(PROBLEM)
The records that follow should be retyped word for word.

(INPUT FOR THIS TASK)
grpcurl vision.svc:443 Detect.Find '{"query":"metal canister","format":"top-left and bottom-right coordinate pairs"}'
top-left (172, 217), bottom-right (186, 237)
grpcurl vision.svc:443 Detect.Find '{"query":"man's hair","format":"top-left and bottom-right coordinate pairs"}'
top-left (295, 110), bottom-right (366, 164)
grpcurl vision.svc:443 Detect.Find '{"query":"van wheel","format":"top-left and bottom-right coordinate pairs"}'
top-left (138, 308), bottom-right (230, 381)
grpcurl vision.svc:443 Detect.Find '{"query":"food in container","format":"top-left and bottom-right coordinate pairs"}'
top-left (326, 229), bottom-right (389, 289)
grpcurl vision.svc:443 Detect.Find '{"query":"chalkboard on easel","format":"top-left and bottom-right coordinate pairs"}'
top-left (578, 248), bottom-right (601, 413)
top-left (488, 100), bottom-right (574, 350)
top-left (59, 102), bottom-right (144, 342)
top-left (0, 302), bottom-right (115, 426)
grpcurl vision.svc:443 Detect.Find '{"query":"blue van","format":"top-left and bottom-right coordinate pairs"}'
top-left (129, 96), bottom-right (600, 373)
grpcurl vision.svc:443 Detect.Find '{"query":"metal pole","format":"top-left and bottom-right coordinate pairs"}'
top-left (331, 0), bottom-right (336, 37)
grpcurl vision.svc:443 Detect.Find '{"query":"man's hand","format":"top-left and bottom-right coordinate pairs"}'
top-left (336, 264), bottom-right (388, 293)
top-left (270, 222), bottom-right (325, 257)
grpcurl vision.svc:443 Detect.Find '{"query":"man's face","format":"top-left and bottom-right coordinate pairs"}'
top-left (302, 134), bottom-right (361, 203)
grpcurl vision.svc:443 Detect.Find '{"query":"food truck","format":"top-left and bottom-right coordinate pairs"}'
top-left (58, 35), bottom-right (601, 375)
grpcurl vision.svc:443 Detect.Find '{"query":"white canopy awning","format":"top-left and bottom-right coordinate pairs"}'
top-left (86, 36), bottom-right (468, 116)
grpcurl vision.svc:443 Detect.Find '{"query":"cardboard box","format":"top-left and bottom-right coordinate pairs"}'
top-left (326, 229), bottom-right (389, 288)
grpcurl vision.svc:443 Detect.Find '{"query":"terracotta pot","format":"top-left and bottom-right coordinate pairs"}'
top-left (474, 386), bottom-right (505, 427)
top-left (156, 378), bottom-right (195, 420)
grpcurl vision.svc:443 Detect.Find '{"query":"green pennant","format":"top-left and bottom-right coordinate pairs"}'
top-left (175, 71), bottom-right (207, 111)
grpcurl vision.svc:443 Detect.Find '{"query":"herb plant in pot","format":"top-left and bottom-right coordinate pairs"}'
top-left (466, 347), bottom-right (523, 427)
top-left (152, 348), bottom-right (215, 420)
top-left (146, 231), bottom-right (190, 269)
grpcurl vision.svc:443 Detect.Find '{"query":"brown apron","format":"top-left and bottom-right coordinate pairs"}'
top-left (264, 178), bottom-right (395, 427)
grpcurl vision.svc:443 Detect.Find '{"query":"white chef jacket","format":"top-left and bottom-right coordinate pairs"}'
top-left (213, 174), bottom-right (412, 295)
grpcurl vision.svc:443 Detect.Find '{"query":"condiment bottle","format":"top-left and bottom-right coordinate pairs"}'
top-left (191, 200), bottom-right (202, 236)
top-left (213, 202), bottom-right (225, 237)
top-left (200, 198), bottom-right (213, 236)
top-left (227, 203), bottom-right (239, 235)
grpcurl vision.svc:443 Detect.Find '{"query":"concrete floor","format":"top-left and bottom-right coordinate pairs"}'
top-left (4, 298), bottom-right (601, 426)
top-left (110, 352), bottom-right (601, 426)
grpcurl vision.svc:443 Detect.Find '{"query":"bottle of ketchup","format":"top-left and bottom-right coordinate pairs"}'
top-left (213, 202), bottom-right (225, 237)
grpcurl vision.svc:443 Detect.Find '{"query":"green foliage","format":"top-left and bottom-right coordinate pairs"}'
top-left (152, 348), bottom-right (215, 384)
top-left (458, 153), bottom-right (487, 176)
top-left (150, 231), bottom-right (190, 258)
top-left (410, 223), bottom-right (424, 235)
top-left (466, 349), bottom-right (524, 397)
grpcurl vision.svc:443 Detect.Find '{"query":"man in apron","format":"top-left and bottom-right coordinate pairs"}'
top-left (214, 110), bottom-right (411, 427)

(SOLUTION)
grpcurl vision.svc:443 Detect.Find '{"query":"metal canister","format":"top-left and bottom-right coordinate pairs"}'
top-left (172, 217), bottom-right (186, 237)
grpcurl vision.svc:443 Detect.Find '{"query":"man's hair","format":"top-left and bottom-right coordinate pairs"}'
top-left (295, 110), bottom-right (366, 164)
grpcurl vision.svc:443 Detect.Find '{"query":"van wheel","format":"top-left and bottom-right coordinate pairs"}'
top-left (138, 308), bottom-right (230, 381)
grpcurl vision.svc:443 Detect.Find '{"query":"food in container","format":"top-left and bottom-right coordinate pairs"}'
top-left (326, 229), bottom-right (389, 289)
grpcurl vision.svc:443 Detect.Find '{"query":"chalkboard on easel","format":"top-left and bottom-right coordinate pairs"}'
top-left (578, 248), bottom-right (601, 413)
top-left (488, 100), bottom-right (574, 350)
top-left (59, 102), bottom-right (144, 342)
top-left (0, 302), bottom-right (115, 426)
grpcurl vision.svc:443 Detect.Find '{"query":"blue van","format":"top-left and bottom-right coordinate pairs"}'
top-left (129, 96), bottom-right (600, 373)
grpcurl vision.svc:443 Detect.Find '{"query":"metal pole","format":"top-left and bottom-right coordinate pairs"}'
top-left (331, 0), bottom-right (336, 37)
grpcurl vision.svc:443 Detect.Find '{"query":"man's hand","format":"top-left and bottom-right coordinate pairs"}'
top-left (336, 264), bottom-right (388, 293)
top-left (270, 222), bottom-right (325, 257)
grpcurl vision.svc:443 Detect.Find '{"query":"man's face","format":"top-left and bottom-right coordinate pairs"}'
top-left (302, 134), bottom-right (361, 203)
grpcurl vision.svc:443 Detect.Find '{"query":"food truck","format":"top-left and bottom-right coordinate pairs"}'
top-left (58, 35), bottom-right (601, 375)
grpcurl vision.svc:443 Detect.Find '{"query":"white canopy awning","format":"top-left and bottom-right coordinate pairs"}'
top-left (86, 36), bottom-right (468, 116)
grpcurl vision.svc:443 Detect.Find '{"query":"cardboard box","format":"top-left and bottom-right coordinate pairs"}'
top-left (326, 229), bottom-right (389, 288)
grpcurl vision.svc:443 Detect.Find '{"query":"terracotta pot","format":"top-left and bottom-right coordinate pairs"}'
top-left (474, 386), bottom-right (505, 427)
top-left (156, 378), bottom-right (195, 420)
grpcurl vision.svc:443 Detect.Find '{"query":"green pennant","format":"top-left and bottom-right coordinate pairs"}'
top-left (175, 71), bottom-right (207, 111)
grpcurl vision.svc:443 Detect.Find '{"query":"herb plant in pot","format":"top-left and bottom-right coordinate pairs"}'
top-left (466, 347), bottom-right (523, 427)
top-left (152, 348), bottom-right (215, 420)
top-left (146, 231), bottom-right (190, 269)
grpcurl vision.svc:443 Detect.Find '{"query":"brown apron","format":"top-left and bottom-right coordinate pairs"}'
top-left (264, 178), bottom-right (395, 427)
grpcurl vision.svc:443 Detect.Find '{"query":"white chef jacket","format":"top-left and bottom-right coordinate pairs"}'
top-left (213, 174), bottom-right (412, 295)
grpcurl vision.svc:443 Detect.Find '{"query":"condiment bottle","format":"top-left and bottom-right coordinate pairs"}'
top-left (191, 200), bottom-right (202, 236)
top-left (213, 202), bottom-right (225, 237)
top-left (200, 198), bottom-right (213, 236)
top-left (227, 203), bottom-right (239, 235)
grpcurl vision.svc:443 Detect.Find '{"query":"concrete floor","format":"top-left and bottom-right coordinate pairs"}'
top-left (4, 298), bottom-right (601, 426)
top-left (110, 352), bottom-right (601, 426)
grpcurl vision.svc:443 Detect.Find '{"query":"bottle of ketchup","format":"top-left and bottom-right coordinate pairs"}'
top-left (213, 202), bottom-right (225, 237)
grpcurl vision.svc:443 Detect.Find '{"query":"green foliage","format":"top-left and bottom-right coordinate pairs"}'
top-left (152, 348), bottom-right (215, 384)
top-left (458, 153), bottom-right (487, 176)
top-left (150, 231), bottom-right (190, 258)
top-left (410, 223), bottom-right (424, 235)
top-left (466, 349), bottom-right (524, 397)
grpcurl vision.svc:443 Detect.Find '{"query":"man in apron","format":"top-left and bottom-right coordinate pairs"}'
top-left (214, 110), bottom-right (411, 427)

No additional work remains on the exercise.